Given exercise. Convert every line of the records below into a Markdown table with the columns Row and Line, numbering the rows and skipping blank lines.

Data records
_ _ _

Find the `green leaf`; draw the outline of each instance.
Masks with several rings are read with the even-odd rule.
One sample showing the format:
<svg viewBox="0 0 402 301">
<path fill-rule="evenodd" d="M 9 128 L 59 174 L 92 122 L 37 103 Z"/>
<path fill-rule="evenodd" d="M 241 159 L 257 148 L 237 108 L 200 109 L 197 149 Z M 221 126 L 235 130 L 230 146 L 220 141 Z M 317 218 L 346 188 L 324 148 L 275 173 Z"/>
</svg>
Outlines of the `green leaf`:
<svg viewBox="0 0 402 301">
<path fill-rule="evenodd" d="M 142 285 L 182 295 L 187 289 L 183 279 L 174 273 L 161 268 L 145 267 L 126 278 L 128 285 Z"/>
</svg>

_ _ _

Expected output.
| Row | Line |
|---|---|
| 1 | Find the `green leaf`; draw the outline of each instance. |
| 2 | Masks with several rings are read with the even-odd rule. |
| 3 | One sample showing the format: |
| 4 | <svg viewBox="0 0 402 301"> |
| 5 | <path fill-rule="evenodd" d="M 9 128 L 59 174 L 92 122 L 37 103 Z"/> |
| 6 | <path fill-rule="evenodd" d="M 241 159 L 257 148 L 237 108 L 200 109 L 197 149 Z M 221 126 L 235 130 L 230 146 L 220 141 Z M 317 218 L 346 188 L 324 148 L 275 173 Z"/> |
| 7 | </svg> |
| 8 | Outlines of the `green leaf`: |
| 9 | <svg viewBox="0 0 402 301"> |
| 10 | <path fill-rule="evenodd" d="M 142 285 L 182 295 L 187 289 L 183 279 L 174 273 L 161 268 L 145 267 L 126 278 L 128 285 Z"/> |
| 11 | </svg> |